Document section:
This is why you need to introduce the new cue before the lure and not
with it.
Discrimination:
The ability to choose between two or more different things. Can be
hard to teach. See pages 90-96 in Excel-Erated Learning.
Preparedness:
the predisposition of the animal to learn classical conditioning easier
with certain unconditioned stimuli and conditioned stimuli, and not
others. For example it is easier to learn a flavor with illness then a
visual sign with illness. This is very adaptive.
Experimental
Neurosis: An outcome of a dog forced to make a discrimination
that is no longer possible. Dog may show great anxiety.
Extinction:
what happens when rewards are no longer being given. The behavior is
degraded until it is no longer offered. This is not unlearning. The dog
simply learns a new rule.
Spontaneous
Recovery: a behavior that happens after it was allegedly
extinct. The behavior that was extinct suddenly reappears. Aka
extinction burst.
Partial
Reinforcement Extinction Effect (PREE): Continuing to engage in
a behavior despite the fact that reward is being given anymore. Usually
due to a variable ratio schedule of reinforcement.
Escape/Avoidance
Response: The response to a negative reinforcement of positive
punishment method of training. The dog is engaging in a behavior in
order to avoid or escape a certain aversive outcome. Can be signaled or
un-signaled.
Learned
Helplessness: if the aversive does not follow a signal or the
dog is not allowed to escape the aversive, the dog will eventually lay
down and become immobile, after learning that there is nothing it can do
to stop the aversive from happening.
Shaping: aka
shaping by successive approximations.
A method of teaching a new
behavior in which any behavior that begins to resemble the wanted
behavior is reinforced. Gradually, the standard of the behavior that is
reinforced is increased to resemble the wanted behavior.
Prompting:
Manipulating the animal or the environment in a way that makes the dog
do the behavior. There can be visual prompts as well known as lures. The
problem is that the dog learns that the prompt means the behavior needs
to be done and the prompt must be faded as soon as possible.

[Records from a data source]
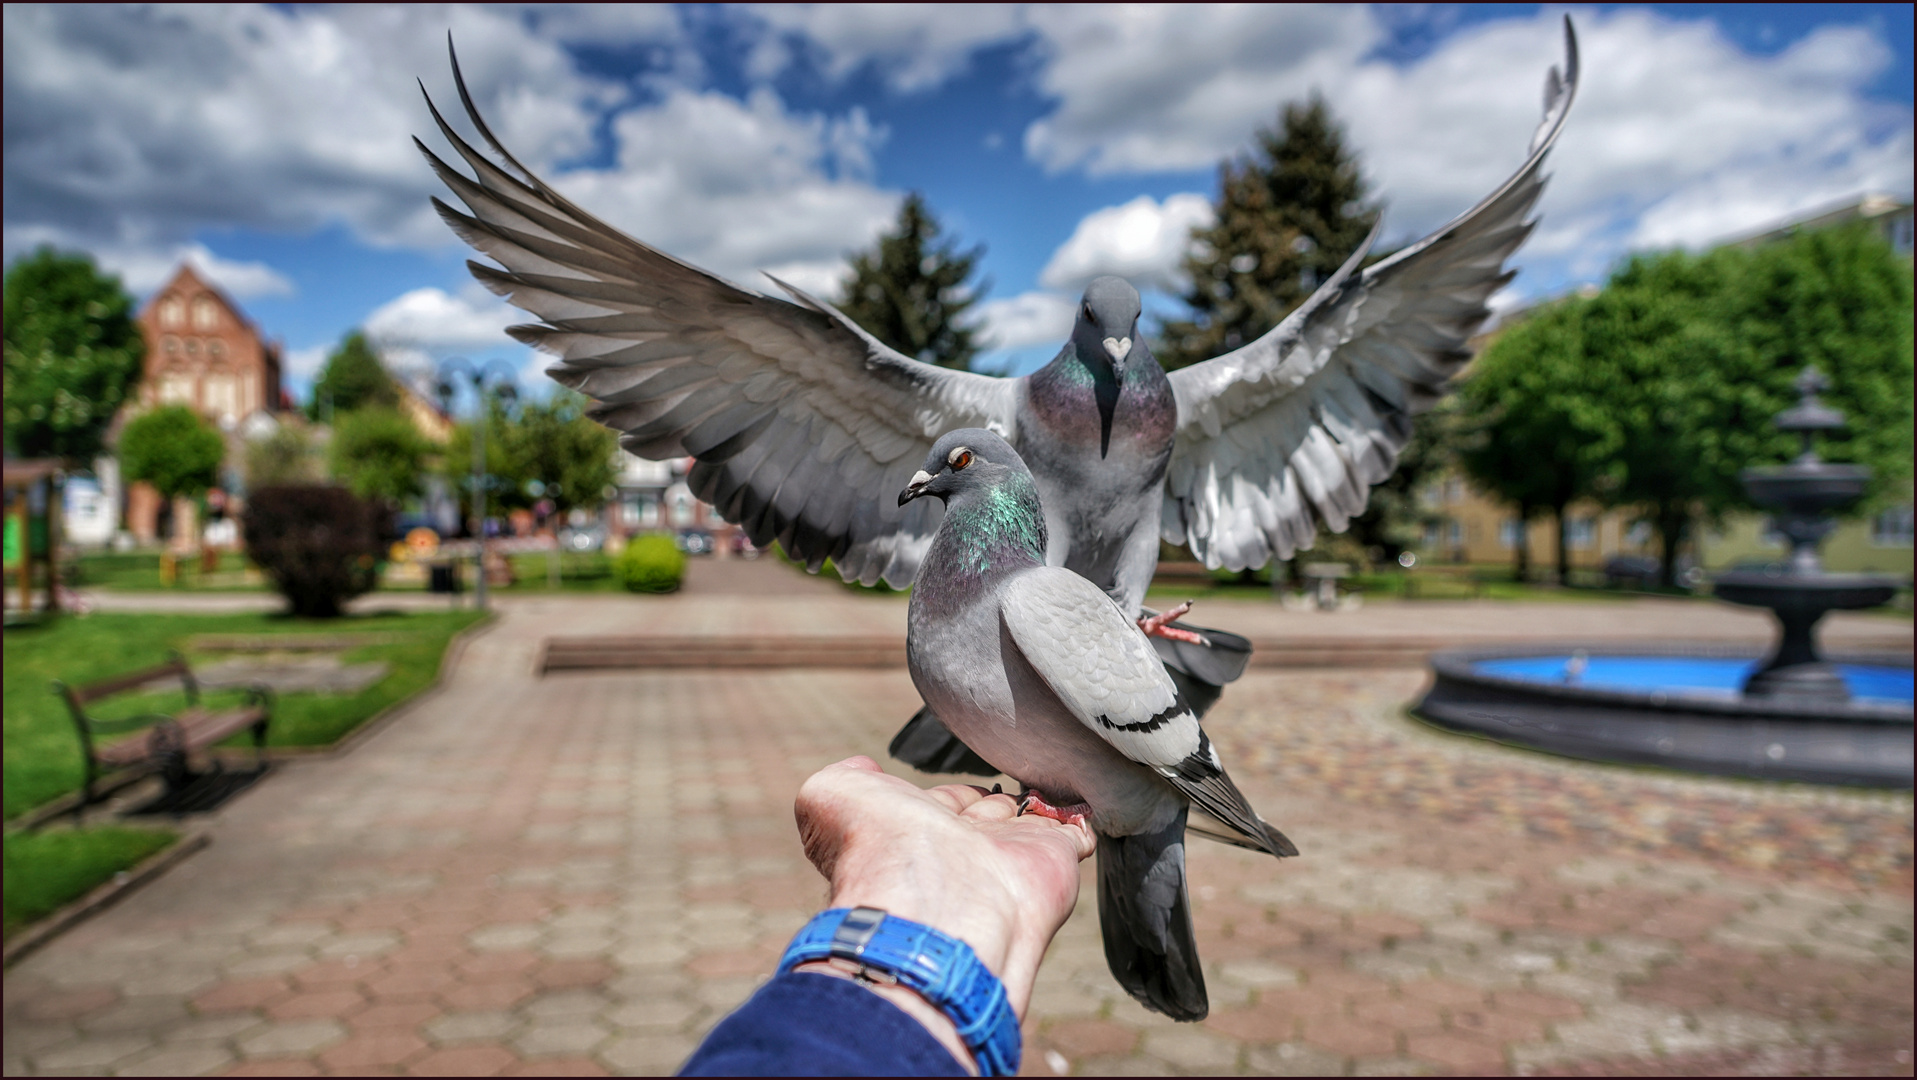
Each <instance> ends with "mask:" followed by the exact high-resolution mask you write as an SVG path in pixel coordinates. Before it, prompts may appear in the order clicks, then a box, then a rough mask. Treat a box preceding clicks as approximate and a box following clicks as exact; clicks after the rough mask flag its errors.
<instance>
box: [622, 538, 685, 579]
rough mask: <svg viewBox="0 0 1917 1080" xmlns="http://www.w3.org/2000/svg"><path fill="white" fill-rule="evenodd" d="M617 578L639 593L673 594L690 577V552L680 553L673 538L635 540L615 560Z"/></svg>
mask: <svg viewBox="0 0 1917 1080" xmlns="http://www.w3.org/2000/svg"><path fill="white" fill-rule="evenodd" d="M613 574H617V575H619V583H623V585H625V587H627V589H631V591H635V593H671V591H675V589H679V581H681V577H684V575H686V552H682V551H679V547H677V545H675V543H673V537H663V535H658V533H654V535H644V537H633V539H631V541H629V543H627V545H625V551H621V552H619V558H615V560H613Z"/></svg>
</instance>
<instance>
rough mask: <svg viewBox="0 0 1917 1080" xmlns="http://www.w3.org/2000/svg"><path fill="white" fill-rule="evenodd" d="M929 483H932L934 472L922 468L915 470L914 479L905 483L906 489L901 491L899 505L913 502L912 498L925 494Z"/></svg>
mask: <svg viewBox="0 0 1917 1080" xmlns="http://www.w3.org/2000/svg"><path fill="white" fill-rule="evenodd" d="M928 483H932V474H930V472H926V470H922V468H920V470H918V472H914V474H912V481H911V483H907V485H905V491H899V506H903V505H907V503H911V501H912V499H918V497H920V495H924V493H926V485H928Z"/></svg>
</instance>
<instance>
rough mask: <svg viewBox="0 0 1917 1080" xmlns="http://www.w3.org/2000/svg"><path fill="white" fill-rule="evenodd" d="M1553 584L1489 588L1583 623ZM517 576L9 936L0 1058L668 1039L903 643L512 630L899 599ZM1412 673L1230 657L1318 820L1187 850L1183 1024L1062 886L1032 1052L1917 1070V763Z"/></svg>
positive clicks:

Problem 1: Write out the dog training glossary starting with "Spontaneous" and going on through "un-signaled.", and switch "aversive" to "unpleasant" wherever it appears.
Problem 2: Proceed with the dog training glossary, picking up right after its last sentence.

Answer space 1:
Spontaneous
Recovery: a behavior that happens after it was allegedly
extinct. The behavior that was extinct suddenly reappears. Aka
extinction burst.
Partial
Reinforcement Extinction Effect (PREE): Continuing to engage in
a behavior despite the fact that reward is being given anymore. Usually
due to a variable ratio schedule of reinforcement.
Escape/Avoidance
Response: The response to a negative reinforcement of positive
punishment method of training. The dog is engaging in a behavior in
order to avoid or escape a certain unpleasant outcome. Can be signaled or
un-signaled.

Answer space 2:
Chaining: A
method of teaching a complex sequence of behaviors. Each behavior
signals the other behavior that eventually signals a reward. Backward
chaining is the most efficient way usually in this method the last
behavior is trained first followed by a reward. Then we go backwards and
add behaviors.
Autoshaping:
a very strong animal learning process in which the animal starts to
touch or manipulate a conditioned reinforcer (clicker) in order to get
the primary reinforcer. Can be a strong training tool. For example
teaching retrieve to a non retriever. Make the ball, dumbbell a
conditioned reinforcer for food and the dog will start trying to
manipulate it.
Conditioned
Emotional Response (CER): establishing a classically
conditioned emotional response (usually fear). This is the base for many
fears and phobias in many dogs. This process is very resistant to
extinction.
Counterconditioning and desensitization: The methods use
to try and eliminate CERs.
Desensitization is the
process in which we produce a very low level of the stimulus that
produces fear and slowly work up to a full stimulus. Together with this
we need to use counter conditioning which is the association if this
stimulus with a positive consequence.
Taste Aversion
Learning: the process in which animals learn to avoid a certain
food. This happens very fast and is very adaptive.
Flooding / Response
Prevention: the process in which the fear eliciting stimulus is
shown in a full blown way without the subject being able to escape. This
can sometimes work but is unethical and more often then not, only makes
more harm.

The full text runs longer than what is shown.